▶ EXERCISE REQUIREMENTS:
Set down verbatim the lines of the records below, from the line containing "Could you point out the cloud" through the line containing "<point>204,331</point>", including both of those lines.

============

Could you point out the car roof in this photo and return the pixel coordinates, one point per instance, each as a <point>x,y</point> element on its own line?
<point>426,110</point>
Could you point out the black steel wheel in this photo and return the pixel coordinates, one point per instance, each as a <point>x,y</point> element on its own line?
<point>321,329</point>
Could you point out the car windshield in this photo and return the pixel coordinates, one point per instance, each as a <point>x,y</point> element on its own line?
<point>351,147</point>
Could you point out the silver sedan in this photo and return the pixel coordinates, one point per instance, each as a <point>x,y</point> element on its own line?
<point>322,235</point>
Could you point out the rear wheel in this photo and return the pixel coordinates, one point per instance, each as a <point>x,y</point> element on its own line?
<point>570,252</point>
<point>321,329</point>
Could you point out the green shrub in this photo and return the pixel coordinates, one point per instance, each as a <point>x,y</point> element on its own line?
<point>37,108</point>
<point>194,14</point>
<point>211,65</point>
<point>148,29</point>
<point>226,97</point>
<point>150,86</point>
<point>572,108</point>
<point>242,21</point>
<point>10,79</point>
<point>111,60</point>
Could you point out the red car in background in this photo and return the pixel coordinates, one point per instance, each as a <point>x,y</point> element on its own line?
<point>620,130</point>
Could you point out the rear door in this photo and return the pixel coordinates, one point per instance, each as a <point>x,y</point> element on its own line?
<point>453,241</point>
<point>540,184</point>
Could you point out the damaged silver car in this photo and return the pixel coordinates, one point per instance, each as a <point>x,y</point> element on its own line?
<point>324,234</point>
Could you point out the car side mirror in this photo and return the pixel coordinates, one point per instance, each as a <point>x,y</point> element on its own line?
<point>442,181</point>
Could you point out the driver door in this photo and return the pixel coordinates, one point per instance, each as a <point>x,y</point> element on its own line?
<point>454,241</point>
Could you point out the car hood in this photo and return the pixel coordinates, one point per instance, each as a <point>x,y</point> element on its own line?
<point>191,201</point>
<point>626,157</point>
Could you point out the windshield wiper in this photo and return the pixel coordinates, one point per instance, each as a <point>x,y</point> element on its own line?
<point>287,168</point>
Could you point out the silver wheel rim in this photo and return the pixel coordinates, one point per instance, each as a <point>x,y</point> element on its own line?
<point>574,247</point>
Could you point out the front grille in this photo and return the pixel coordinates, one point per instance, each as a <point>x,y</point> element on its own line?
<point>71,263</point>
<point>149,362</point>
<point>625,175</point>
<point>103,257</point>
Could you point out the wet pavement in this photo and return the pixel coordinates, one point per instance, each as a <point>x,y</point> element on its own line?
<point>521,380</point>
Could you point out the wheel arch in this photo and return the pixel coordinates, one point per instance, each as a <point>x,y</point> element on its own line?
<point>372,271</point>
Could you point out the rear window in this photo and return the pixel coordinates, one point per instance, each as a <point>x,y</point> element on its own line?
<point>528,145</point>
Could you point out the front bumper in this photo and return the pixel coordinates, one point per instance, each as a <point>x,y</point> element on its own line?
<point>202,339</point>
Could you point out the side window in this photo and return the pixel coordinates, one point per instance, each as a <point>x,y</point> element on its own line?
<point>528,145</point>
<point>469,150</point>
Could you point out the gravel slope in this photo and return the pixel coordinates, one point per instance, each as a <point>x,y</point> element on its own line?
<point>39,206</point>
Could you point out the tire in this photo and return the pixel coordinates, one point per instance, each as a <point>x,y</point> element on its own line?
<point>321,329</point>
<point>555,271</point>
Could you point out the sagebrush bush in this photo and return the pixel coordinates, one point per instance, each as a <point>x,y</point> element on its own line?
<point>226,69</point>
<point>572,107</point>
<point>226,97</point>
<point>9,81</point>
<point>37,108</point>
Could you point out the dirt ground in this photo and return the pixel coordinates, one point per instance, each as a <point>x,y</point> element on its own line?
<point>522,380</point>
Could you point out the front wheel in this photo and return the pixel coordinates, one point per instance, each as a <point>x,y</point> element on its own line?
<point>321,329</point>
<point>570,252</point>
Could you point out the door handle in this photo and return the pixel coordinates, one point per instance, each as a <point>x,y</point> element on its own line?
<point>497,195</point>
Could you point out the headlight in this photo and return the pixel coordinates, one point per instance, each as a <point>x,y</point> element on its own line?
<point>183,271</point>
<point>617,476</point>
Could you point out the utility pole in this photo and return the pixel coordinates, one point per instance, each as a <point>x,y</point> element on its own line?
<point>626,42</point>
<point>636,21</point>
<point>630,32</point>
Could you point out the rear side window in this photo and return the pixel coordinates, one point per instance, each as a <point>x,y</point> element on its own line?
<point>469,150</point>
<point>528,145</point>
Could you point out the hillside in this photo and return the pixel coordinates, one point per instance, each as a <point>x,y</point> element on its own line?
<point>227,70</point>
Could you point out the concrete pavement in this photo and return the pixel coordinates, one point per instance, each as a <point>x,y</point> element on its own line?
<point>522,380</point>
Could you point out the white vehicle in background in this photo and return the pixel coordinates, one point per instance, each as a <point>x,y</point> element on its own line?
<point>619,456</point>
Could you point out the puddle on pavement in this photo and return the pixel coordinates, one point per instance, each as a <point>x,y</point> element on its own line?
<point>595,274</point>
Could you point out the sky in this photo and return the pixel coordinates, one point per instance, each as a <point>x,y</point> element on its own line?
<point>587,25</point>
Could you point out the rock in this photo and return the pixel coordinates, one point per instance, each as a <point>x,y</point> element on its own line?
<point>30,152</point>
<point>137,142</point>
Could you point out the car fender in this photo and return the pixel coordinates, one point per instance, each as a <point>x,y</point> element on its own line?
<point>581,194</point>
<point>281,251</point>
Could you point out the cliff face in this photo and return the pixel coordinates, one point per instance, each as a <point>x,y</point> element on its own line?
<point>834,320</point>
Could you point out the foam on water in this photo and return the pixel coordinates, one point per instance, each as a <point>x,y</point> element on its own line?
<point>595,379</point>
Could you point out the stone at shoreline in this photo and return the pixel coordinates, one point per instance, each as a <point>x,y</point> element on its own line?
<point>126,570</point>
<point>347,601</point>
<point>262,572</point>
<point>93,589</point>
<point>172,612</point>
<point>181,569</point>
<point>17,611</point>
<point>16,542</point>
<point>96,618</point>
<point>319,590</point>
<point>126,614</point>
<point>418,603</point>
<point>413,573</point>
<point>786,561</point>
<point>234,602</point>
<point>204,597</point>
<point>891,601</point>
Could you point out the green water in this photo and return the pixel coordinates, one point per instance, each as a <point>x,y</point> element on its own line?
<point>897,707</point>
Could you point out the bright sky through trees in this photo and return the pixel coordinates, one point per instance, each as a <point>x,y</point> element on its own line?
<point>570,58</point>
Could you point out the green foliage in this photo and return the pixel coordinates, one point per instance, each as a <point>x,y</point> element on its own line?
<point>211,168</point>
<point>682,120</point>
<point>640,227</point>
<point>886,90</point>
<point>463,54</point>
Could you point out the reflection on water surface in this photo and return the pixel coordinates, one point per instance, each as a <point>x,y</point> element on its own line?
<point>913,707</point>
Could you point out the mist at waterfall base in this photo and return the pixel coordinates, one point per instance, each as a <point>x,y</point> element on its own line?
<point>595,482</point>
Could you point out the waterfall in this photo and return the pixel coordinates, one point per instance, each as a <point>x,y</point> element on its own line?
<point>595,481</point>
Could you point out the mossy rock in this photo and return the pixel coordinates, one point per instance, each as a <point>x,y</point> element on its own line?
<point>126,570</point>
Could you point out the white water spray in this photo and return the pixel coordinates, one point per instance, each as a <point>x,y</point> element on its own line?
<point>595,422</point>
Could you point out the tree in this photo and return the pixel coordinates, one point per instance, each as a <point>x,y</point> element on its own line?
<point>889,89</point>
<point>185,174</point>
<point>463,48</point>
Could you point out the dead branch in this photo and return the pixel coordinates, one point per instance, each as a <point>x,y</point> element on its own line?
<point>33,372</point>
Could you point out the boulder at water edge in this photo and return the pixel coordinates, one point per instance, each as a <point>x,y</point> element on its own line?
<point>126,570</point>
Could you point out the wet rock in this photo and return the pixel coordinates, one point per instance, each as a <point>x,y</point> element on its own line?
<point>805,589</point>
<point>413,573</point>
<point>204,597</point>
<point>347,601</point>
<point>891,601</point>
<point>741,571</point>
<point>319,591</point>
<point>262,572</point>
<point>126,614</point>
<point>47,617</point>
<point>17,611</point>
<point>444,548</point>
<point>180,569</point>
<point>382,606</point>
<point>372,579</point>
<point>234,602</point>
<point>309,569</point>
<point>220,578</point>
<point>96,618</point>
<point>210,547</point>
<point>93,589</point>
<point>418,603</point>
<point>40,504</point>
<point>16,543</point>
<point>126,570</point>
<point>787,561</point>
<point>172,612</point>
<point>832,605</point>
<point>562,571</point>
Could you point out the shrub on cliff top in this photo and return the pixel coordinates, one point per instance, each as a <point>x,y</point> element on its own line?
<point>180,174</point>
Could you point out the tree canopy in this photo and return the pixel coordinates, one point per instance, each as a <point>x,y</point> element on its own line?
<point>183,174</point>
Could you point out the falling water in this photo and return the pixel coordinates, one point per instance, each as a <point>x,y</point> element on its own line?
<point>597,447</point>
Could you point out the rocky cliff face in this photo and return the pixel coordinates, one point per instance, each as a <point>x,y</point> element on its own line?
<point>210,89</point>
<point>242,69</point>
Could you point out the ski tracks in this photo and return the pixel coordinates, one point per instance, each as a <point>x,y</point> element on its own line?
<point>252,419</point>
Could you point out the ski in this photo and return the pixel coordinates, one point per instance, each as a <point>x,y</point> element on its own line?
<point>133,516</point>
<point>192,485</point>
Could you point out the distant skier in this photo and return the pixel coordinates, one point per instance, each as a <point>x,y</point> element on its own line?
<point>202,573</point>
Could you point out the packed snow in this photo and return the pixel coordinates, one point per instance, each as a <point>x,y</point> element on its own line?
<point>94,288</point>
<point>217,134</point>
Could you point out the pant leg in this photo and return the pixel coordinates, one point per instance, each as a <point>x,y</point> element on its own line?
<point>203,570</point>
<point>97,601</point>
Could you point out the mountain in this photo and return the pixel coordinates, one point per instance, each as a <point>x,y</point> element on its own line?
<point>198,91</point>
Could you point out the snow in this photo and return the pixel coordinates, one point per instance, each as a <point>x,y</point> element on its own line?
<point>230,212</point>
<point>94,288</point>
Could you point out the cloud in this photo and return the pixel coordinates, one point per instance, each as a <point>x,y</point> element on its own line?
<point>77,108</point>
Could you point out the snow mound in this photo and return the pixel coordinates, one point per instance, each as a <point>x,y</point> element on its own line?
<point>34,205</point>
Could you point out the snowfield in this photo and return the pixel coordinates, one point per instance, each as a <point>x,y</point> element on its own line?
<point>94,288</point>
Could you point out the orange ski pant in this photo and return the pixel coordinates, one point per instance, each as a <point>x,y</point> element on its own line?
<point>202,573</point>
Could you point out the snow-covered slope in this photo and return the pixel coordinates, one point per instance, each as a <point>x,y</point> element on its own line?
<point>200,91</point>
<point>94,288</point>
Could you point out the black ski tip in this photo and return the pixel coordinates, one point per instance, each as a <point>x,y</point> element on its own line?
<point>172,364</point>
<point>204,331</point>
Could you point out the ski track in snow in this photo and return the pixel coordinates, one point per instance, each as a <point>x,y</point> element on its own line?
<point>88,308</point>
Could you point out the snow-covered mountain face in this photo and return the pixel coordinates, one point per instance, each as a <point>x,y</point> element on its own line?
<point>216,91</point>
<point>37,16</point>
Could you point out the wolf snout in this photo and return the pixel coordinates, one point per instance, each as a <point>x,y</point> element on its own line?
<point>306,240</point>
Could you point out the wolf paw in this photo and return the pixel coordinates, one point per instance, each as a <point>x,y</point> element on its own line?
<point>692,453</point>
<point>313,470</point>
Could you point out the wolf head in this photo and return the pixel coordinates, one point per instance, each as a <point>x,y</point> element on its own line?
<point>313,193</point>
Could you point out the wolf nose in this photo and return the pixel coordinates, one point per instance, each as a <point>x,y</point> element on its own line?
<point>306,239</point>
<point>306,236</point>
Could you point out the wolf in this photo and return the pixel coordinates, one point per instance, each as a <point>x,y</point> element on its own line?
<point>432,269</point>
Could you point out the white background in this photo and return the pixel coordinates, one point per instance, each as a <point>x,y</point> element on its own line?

============

▶ THE REPLY:
Could you point out the cloud in this photo and return the pixel coordinates, one point per instance, each as a <point>x,y</point> element on its own line?
<point>77,108</point>
Could you point out the snow mound in this photo and return the pixel coordinates, one point per instance, each as a <point>x,y</point> element on its own line?
<point>34,205</point>
Could you point out the snowfield in this photo and return the pixel coordinates, one point per instance, each as a <point>x,y</point> element on its own line?
<point>94,288</point>
Could you point out the orange ski pant in this photo and return the pixel coordinates, one point per instance, each as a <point>x,y</point> element on its own line?
<point>202,573</point>
Could you point out the snow-covered slope in this photo and return the pixel coordinates, one point per instance, each as a <point>x,y</point> element on its own line?
<point>200,91</point>
<point>94,288</point>
Could you point out the black ski tip in this photo and return the pixel coordinates, one point per instance, each as a <point>x,y</point> element on its own line?
<point>172,364</point>
<point>204,331</point>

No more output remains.